[Page text]:
--- START ---

None of this is good

Ouch. I don't exactly know what sort of celestial alignment caused me to run across these essays more-or-less simultaneously.

Feel free to turn the page now.

Or maybe not?

I don't know. I don't know what to think.

If you're still here, then here we go: from distasteful to ugly to horrific, without much of a pause I'm afraid:

  • The Political Education of Silicon Valley
    The founders they surveyed were less likely than even Democrats to embrace the core expression of the libertarian worldview—that government should provide military and police protection and otherwise leave people alone to enrich themselves. They expressed overwhelming support for higher taxes on the wealthy and for universal health care. But in other ways they deviated from progressive orthodoxy. They were far more likely to emphasize the positive impact of entrepreneurial activity than progressives and had dim views of government regulation and labor unions that were closer to that of your average Republican donor than Democratic partisan.

--- END ---

Images for object localization
--- START ---

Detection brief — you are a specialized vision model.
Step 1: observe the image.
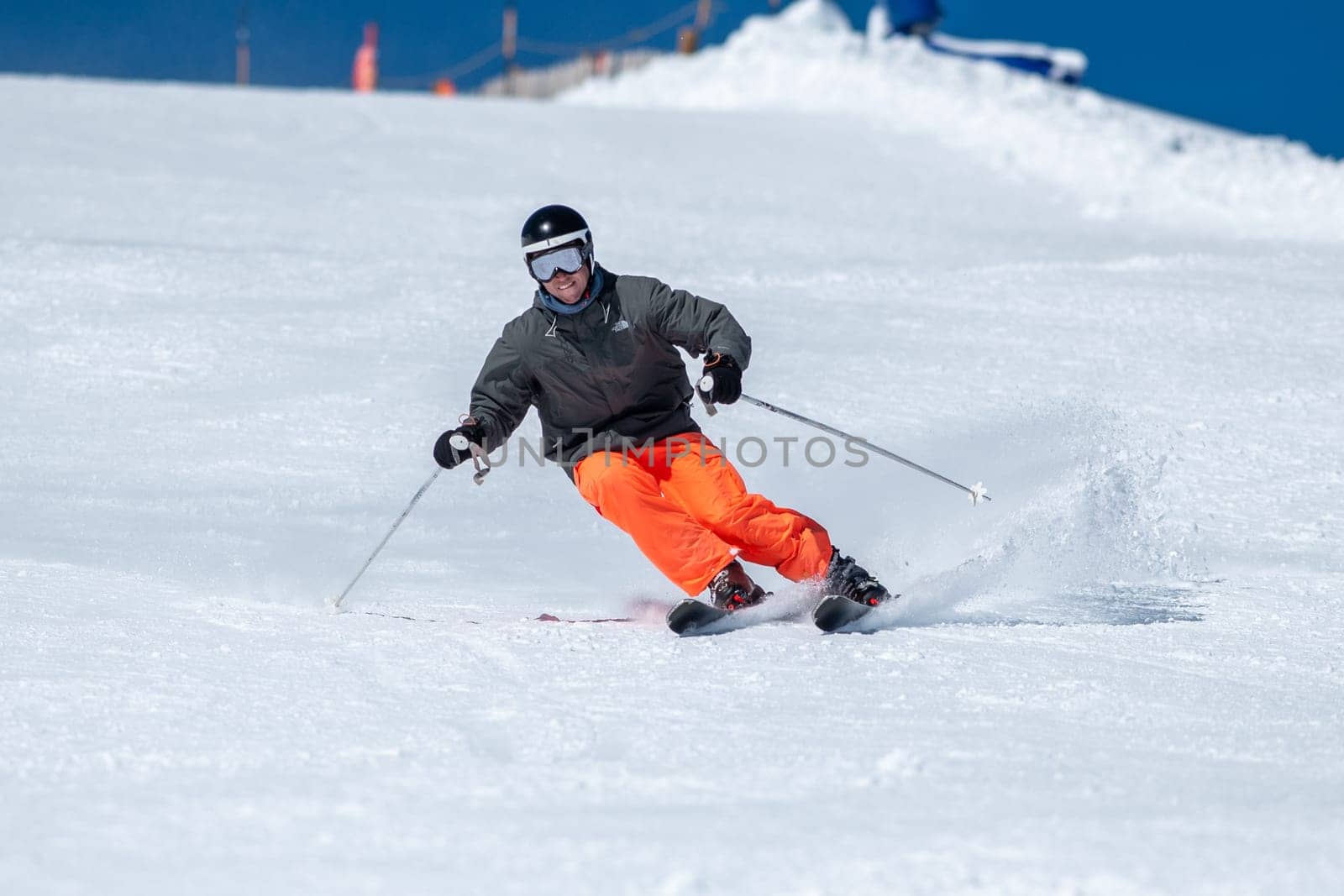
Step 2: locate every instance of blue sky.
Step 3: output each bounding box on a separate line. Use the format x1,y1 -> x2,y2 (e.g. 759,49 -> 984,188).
0,0 -> 1344,157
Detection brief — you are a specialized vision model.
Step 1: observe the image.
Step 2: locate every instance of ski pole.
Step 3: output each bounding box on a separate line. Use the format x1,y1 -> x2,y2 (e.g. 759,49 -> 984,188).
697,374 -> 992,504
331,429 -> 491,612
331,469 -> 442,612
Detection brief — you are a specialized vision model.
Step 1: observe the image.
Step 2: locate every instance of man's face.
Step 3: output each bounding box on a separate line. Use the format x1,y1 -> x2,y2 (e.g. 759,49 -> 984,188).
542,265 -> 589,305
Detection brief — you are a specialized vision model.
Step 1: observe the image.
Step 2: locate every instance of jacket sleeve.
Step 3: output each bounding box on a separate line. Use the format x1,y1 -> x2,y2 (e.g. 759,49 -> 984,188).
649,280 -> 751,369
472,329 -> 535,451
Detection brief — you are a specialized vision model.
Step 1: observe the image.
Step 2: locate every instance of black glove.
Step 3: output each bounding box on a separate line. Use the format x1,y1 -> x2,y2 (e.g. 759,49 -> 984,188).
695,352 -> 742,405
434,421 -> 486,470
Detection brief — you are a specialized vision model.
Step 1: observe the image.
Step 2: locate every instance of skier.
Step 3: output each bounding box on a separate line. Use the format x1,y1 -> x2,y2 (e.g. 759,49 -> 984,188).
434,206 -> 890,611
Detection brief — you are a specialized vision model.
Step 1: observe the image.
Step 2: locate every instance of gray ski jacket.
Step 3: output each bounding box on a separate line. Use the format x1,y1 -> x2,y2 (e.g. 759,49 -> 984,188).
472,270 -> 751,478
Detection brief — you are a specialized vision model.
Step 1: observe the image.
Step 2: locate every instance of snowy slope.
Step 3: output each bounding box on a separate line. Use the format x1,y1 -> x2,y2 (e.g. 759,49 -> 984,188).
567,0 -> 1344,242
0,4 -> 1344,896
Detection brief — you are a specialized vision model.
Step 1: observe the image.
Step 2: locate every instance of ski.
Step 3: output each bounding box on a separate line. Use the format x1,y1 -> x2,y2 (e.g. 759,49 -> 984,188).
668,598 -> 728,636
811,594 -> 872,631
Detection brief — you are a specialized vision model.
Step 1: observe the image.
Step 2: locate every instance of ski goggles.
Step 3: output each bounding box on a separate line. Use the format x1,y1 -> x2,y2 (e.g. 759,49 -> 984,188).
527,246 -> 587,284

--- END ---

[Required actions]:
1. Translate this sentence from the page text into Spanish: "They expressed overwhelming support for higher taxes on the wealthy and for universal health care."
2. In the page text, the sentence beginning "If you're still here" describes a progression with a series of adjectives. List those adjectives.
3. Reproduce the page text between "If you're still" and "than Democratic partisan.", inclusive.
Rely only on the page text for these tasks.

[Problem solutions]:
1. Expresaron un apoyo abrumador a impuestos más altos para los ricos y a la atención médica universal.

2. distasteful, ugly, horrific

3.
If you're still here, then here we go: from distasteful to ugly to horrific, without much of a pause I'm afraid:

  • The Political Education of Silicon Valley
    The founders they surveyed were less likely than even Democrats to embrace the core expression of the libertarian worldview—that government should provide military and police protection and otherwise leave people alone to enrich themselves. They expressed overwhelming support for higher taxes on the wealthy and for universal health care. But in other ways they deviated from progressive orthodoxy. They were far more likely to emphasize the positive impact of entrepreneurial activity than progressives and had dim views of government regulation and labor unions that were closer to that of your average Republican donor than Democratic partisan.